» **Entries for pointing and labeling**:
══════════
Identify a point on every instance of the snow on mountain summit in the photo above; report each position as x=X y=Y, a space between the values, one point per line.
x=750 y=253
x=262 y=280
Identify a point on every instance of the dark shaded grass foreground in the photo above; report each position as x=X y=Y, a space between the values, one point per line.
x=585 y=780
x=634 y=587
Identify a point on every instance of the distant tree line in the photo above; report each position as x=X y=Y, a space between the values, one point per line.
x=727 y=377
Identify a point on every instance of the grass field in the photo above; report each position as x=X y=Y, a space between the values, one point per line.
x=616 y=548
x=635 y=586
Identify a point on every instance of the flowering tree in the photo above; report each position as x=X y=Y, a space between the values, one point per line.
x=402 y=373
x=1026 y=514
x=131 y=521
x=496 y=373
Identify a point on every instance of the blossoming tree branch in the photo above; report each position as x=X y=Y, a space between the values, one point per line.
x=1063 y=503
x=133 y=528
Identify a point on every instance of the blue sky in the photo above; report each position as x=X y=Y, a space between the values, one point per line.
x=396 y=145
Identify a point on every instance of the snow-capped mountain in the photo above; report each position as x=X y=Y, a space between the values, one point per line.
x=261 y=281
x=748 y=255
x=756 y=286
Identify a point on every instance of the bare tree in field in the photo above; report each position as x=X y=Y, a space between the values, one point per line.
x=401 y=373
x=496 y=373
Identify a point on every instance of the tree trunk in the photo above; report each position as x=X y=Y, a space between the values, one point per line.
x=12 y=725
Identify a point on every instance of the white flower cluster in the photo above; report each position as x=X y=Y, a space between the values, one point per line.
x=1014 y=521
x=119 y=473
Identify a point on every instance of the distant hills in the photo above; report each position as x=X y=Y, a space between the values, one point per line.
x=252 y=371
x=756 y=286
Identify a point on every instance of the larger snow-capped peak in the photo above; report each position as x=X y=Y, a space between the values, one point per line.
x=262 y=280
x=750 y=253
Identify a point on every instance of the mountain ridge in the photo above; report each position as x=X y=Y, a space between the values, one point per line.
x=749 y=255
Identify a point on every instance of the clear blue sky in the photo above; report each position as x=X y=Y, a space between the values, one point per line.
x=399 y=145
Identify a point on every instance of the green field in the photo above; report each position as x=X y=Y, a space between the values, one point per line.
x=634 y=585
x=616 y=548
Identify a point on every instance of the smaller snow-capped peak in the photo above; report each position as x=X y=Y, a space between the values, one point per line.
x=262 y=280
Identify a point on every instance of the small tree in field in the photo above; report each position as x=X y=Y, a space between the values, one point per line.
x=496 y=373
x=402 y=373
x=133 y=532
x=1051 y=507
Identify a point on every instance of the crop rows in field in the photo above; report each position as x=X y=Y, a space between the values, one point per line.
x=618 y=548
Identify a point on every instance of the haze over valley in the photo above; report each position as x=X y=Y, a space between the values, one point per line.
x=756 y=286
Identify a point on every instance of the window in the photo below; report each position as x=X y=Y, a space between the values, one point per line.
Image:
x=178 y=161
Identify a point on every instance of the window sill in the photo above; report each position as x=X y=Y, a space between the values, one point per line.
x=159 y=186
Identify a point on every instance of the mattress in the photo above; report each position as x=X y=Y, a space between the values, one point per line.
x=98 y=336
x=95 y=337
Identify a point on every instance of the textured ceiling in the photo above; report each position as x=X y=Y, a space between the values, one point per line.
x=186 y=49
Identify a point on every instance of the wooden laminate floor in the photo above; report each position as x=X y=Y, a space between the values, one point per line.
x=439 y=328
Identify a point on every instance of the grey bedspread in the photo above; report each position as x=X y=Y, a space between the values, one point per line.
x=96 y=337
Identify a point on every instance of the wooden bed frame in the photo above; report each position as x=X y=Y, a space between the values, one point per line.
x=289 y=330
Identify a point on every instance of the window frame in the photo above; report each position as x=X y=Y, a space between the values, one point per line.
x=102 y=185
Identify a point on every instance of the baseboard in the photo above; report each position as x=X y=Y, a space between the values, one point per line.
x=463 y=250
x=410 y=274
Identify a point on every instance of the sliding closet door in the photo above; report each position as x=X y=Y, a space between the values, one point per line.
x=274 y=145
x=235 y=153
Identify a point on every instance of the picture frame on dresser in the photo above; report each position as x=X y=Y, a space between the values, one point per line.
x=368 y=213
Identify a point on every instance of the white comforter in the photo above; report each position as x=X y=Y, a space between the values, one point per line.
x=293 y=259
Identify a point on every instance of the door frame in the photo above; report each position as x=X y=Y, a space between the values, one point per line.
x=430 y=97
══════════
Can you repeat, word for word, the stretch of the data from the line containing "Identify a point on every instance of the picture" through the final line above, including both ends?

Identify a point on every instance of the picture frame on dresser in the photo above; report each position as x=X y=Y, a space between the values, one point per line.
x=368 y=213
Identify a point on every instance of the white comforter in the photo above; report each position as x=X y=Y, a space between the values, one point per line.
x=293 y=259
Identify a point on every instance of the door frame in the photo above; report each position as x=X y=Y, a space between the values, one point per line.
x=430 y=97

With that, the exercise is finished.